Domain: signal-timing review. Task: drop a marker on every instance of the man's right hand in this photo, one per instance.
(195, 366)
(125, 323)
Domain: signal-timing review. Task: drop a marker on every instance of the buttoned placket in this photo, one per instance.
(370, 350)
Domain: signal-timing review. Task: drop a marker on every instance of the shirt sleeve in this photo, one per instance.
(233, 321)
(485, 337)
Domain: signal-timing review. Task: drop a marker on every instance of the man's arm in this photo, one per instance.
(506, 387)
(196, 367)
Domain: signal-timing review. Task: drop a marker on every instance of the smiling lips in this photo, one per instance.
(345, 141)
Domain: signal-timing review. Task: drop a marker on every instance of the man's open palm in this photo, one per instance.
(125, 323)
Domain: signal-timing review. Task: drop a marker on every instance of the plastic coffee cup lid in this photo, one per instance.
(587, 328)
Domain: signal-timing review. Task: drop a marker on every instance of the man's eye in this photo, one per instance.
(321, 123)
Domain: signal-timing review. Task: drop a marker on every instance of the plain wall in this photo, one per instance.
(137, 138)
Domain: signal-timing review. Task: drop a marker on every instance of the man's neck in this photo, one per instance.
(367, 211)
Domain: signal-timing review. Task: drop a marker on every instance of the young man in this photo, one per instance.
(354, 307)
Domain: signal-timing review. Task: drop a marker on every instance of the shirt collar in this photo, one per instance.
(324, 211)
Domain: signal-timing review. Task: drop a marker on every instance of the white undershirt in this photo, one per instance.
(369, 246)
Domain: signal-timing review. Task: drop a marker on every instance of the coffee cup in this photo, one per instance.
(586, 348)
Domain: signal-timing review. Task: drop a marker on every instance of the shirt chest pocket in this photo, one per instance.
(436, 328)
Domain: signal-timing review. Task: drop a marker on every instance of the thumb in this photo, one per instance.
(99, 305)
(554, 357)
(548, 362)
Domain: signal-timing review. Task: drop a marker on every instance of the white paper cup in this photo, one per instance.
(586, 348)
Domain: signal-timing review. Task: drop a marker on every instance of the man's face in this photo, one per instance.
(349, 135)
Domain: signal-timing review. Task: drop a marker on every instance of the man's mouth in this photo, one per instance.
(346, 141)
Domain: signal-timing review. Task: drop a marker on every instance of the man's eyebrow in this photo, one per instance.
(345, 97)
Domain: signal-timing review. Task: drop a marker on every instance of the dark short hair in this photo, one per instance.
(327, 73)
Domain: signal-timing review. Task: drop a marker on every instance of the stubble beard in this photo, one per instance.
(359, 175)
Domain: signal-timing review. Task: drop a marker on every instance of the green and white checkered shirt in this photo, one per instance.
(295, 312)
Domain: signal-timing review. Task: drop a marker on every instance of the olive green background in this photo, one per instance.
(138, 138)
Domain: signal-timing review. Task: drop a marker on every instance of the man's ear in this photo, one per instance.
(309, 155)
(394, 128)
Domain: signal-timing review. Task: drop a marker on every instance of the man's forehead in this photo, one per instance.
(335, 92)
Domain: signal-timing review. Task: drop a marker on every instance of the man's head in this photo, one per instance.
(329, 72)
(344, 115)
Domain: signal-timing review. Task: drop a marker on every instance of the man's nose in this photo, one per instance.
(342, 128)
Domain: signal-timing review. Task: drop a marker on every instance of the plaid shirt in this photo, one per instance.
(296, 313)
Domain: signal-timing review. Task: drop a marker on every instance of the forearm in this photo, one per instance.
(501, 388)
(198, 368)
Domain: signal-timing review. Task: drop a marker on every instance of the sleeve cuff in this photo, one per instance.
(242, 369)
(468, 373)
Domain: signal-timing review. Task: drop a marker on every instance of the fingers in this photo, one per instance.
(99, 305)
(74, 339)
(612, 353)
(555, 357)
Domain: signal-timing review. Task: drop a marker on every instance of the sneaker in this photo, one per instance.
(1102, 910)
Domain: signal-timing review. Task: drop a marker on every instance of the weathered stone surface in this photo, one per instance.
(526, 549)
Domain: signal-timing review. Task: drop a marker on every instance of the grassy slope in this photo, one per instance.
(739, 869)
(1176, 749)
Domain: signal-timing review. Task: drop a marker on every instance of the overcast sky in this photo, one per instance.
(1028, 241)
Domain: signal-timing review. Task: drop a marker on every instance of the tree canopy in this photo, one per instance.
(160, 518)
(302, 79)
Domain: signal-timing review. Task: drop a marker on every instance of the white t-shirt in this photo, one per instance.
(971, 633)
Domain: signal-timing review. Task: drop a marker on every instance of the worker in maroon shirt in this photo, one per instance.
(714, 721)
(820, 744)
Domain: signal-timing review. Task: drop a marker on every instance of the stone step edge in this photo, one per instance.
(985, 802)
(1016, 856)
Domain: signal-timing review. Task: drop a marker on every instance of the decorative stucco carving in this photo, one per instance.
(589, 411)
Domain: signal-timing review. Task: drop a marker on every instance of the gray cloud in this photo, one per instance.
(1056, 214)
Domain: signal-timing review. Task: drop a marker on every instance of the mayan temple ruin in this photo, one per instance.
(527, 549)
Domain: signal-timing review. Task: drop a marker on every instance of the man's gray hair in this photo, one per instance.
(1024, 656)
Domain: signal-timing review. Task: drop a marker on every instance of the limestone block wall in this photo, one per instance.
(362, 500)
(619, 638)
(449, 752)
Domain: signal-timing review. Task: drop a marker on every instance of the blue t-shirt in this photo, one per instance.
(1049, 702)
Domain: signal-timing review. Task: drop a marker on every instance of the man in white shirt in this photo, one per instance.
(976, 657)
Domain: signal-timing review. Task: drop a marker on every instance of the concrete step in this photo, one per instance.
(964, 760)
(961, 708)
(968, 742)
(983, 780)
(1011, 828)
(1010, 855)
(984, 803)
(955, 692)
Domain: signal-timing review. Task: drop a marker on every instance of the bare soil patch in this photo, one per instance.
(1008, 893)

* DIRECTIONS FOR THIS TASK: Print the full listing, word for word.

* ANSWER:
Domain: signal-timing review. Task: drop a marker on every instance of the man's right hand in this photo, one per instance.
(195, 366)
(125, 323)
Domain: signal-timing review. Task: drop a marker on every instance of the buttoned placket in this photo, one per instance.
(370, 350)
Domain: signal-timing review. Task: drop a marker on every instance of the shirt sleeve in this photo, one per instance.
(233, 321)
(485, 337)
Domain: signal-timing review. Task: drop a marker on every instance of the man's arm in this photo, one per instance.
(506, 387)
(196, 367)
Domain: signal-timing review. Task: drop a marker on every instance of the smiling lips in this photo, one per instance.
(345, 141)
Domain: signal-timing review. Task: drop a marker on every instance of the man's open palm in this photo, one per instance.
(125, 323)
Domain: signal-timing review. Task: drop a marker on every instance of the plastic coffee cup lid in this photo, one per instance.
(587, 328)
Domain: signal-timing review. Task: drop a marker on every instance of the man's eye in this photo, one per instance.
(321, 123)
Domain: signal-timing review. Task: drop a marker on every instance of the plain wall in this photo, one per instance.
(137, 138)
Domain: signal-timing review. Task: drop a marker on every instance of the man's neck in this photo, one per instance.
(367, 211)
Domain: signal-timing review. Task: drop a marker on every instance of the young man in this photo, one per instance.
(354, 307)
Domain: signal-timing review. Task: drop a marker on every instance of the shirt collar in this photo, one per instance.
(324, 211)
Domain: signal-timing review. Task: drop a marker on every instance of the white undershirt in this photo, one per instance.
(369, 246)
Domain: signal-timing review. Task: drop a marker on every instance of the coffee cup in this photo, one per instance.
(586, 348)
Domain: signal-timing review. Task: drop a marker on every instance of the shirt chest pocket in this photo, one per instance.
(436, 328)
Domain: signal-timing review. Task: drop a marker on every instance of the thumb in this photo, one per instance.
(99, 305)
(554, 357)
(548, 362)
Domain: signal-timing review. Task: drop a marker on every instance of the white paper cup in this photo, one per instance.
(586, 348)
Domain: signal-timing review. Task: drop a marker on every instance of the man's face in this photo, one per instance.
(349, 135)
Domain: signal-timing review. Task: drop a marker on every instance of the man's mouth in this photo, one per instance.
(346, 141)
Domain: signal-timing review. Task: drop a marker on every instance of the man's eyebrow in this photo, one per instance.
(345, 97)
Domain: signal-timing review. Task: drop a marker on every instance of the dark short hair in this photo, one per instance.
(327, 73)
Domain: signal-timing review. Task: drop a marker on every instance of the stubble beard in this photo, one per instance.
(359, 175)
Domain: signal-timing review. Task: drop a marker on every instance of the green and white checkered shirt in this photo, one per instance.
(295, 312)
Domain: signal-timing review. Task: drop a marker on every instance of the olive green background in this photo, one per instance.
(138, 138)
Domain: signal-timing review. Task: drop a marker on every instance of the man's ear in this photo, one per instance.
(309, 155)
(394, 128)
Domain: signal-timing review. Task: drop a marker on every instance of the man's forehead in this photo, one per instance.
(335, 92)
Domain: signal-timing review. Task: drop a marker on every instance of the man's head in this photo, one per instance.
(329, 72)
(344, 115)
Domain: signal-timing review. Task: drop a marker on every instance of the man's nose in this photo, one per instance.
(342, 128)
Domain: signal-timing review. Task: drop a marker on every instance of the plaid shirt in this photo, one per instance.
(296, 313)
Domain: signal-timing review. Task: drop a marker on every instance of the forearm in this photo, one per instance.
(501, 388)
(198, 368)
Domain: signal-timing review. Task: drop a marker on every instance of the sleeve cuff in this photo, one per instance.
(242, 369)
(468, 373)
Domain: signal-timing review. Task: drop a marker on every instance of the fingers in this photo, one per instance.
(99, 305)
(74, 339)
(612, 353)
(555, 357)
Domain: signal-timing review. Task: drop a marker on every instance of the sneaker in this photo, one per instance.
(1102, 910)
Domain: signal-timing review. Task: drop a marker on every instance of the weathered stone surface in this photo, one per instance.
(526, 549)
Domain: signal-timing review. Task: drop a marker on every instance of the grassy slope in this photo, one per instance.
(739, 869)
(1176, 749)
Domain: signal-timing review. Task: drop a marker on every instance of the overcast sky in this photo, one per instance.
(1028, 241)
Domain: signal-timing review. Task: drop a marker on every instance of the tree canopy in this photo, one per instance.
(160, 518)
(302, 79)
Domain: signal-timing review. Task: drop a marker on every instance of the white t-shirt in this photo, one per instance.
(971, 633)
Domain: signal-timing review. Task: drop a marker on every instance of the worker in maroon shirt in this photo, one per instance.
(714, 721)
(820, 744)
Domain: signal-timing review. Task: drop a marker on every instance of the stone step edge in this photo, one per instance.
(985, 802)
(1016, 856)
Domain: signal-timing review. Task: drop a marker on every instance of the decorative stucco carving in this photo, one per instance.
(589, 411)
Domain: signal-timing review. Task: drop a marker on every instance of the gray cloud in this photo, one per instance.
(1056, 214)
Domain: signal-timing review. Task: drop a marker on every instance of the mayan temple ruin in this photo, one per instance.
(527, 549)
Domain: signal-timing review. Task: drop a marker on every instance of the man's gray hair in this photo, one per instance.
(1024, 656)
Domain: signal-timing review. Task: drop a marker on every instance of the limestone block wall in this photo, one per instance.
(362, 500)
(619, 638)
(449, 752)
Domain: signal-timing review. Task: drop a marker on every instance of the blue t-shirt in this photo, one per instance.
(1049, 702)
Domain: signal-timing review. Task: drop a marker on every instance of the man in white shirt in this photo, one per instance.
(976, 657)
Domain: signal-timing review. Task: drop a marker on every instance of the concrete step in this photo, one per instance.
(964, 760)
(961, 708)
(968, 742)
(983, 780)
(1011, 828)
(1010, 855)
(984, 803)
(955, 692)
Domain: signal-timing review. Task: drop a marker on every instance of the bare soil patch in this photo, one per instance.
(1008, 893)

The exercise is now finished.